=== EXCERPT TO READ ===

>>>

Everything appears to be set up properly to me. I don't know why you're getting a command not found error when trying to run samtools index within the pipeline. I would try to run that command before running the nextflow pipeline to make the transcriptome.fa.fai file and see if you can move on to the next step in the pipeline.
Hi, @tleonardi and @lmulroney! Thank you for providing a great tool!
It is my first time using nanocompore. I got several questions after running nanocompore. I would really appreciate it if you could give me answers to those questions.
Question 1) I wonder if you have any demo data provided for testing if I installed nanocompore eventalign_collapse and nanocompore correctly. I downloaded NanopolishComp data and tried to run nanocompore eventalign_collapse with nanopolishComp/tests/data/nanopolish_reads_samples.tsv. I wanted to check the result of eventalign_collapse with nanopolishComp/tests/output/collapsed_nanopolish.tsv. However, I got an error as follows.
The reason for this error is there's no read_name column in the header of input file. So I tried to run nanopolish to get the file with read_name. However, according to the nanocompore manual, I need sequencing_summary.txt.
Question 2) I know nanopolish index can be run without sequencing summary file but is this essential for nanocompore? Question 3) Also, if I provide it in running nanopolish index, would it make read_name column?
Question 4) I want to reproduce nanocompre data. I saw there are several data (MOLM13, synthetic oligos, yeast) deposited in ENA. Where is the output of those data (m6a site)? I really appreciate your help!

<<<

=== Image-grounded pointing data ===
>>>

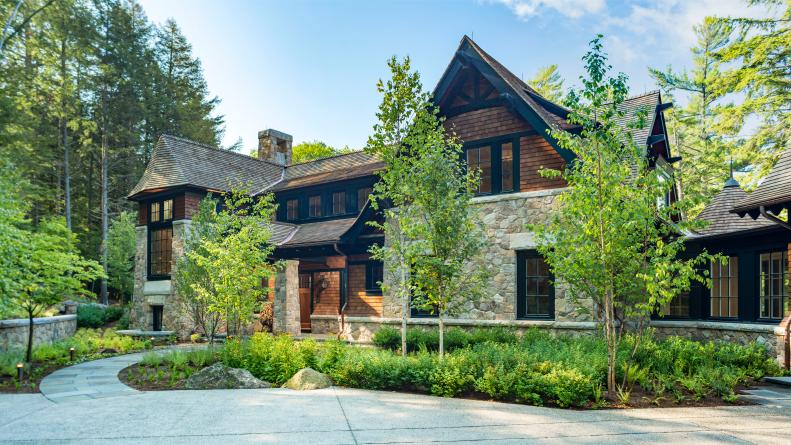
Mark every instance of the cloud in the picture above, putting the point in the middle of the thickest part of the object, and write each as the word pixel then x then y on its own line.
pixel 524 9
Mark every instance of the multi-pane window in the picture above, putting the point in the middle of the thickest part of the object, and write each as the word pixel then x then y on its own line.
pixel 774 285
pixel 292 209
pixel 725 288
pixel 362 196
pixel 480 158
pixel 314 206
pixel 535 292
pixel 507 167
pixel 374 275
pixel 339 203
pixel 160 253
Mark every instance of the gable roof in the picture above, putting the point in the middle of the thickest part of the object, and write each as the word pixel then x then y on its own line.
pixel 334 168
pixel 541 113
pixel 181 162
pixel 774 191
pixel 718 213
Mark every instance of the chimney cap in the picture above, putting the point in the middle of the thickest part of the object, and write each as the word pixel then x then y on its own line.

<<<

=== REQUIRED WORK ===
a) According to the forum thread, what caused the error when eventalign_collapse was run on the sample file?
b) Write out the passage of the forum thread word for word, starting at "It is my first" and ending at "I need sequencing_summary.txt.".

=== TASK SOLUTIONS ===
a) The header of the input file had no read_name column.

b)
It is my first time using nanocompore. I got several questions after running nanocompore. I would really appreciate it if you could give me answers to those questions.
Question 1) I wonder if you have any demo data provided for testing if I installed nanocompore eventalign_collapse and nanocompore correctly. I downloaded NanopolishComp data and tried to run nanocompore eventalign_collapse with nanopolishComp/tests/data/nanopolish_reads_samples.tsv. I wanted to check the result of eventalign_collapse with nanopolishComp/tests/output/collapsed_nanopolish.tsv. However, I got an error as follows.
The reason for this error is there's no read_name column in the header of input file. So I tried to run nanopolish to get the file with read_name. However, according to the nanocompore manual, I need sequencing_summary.txt.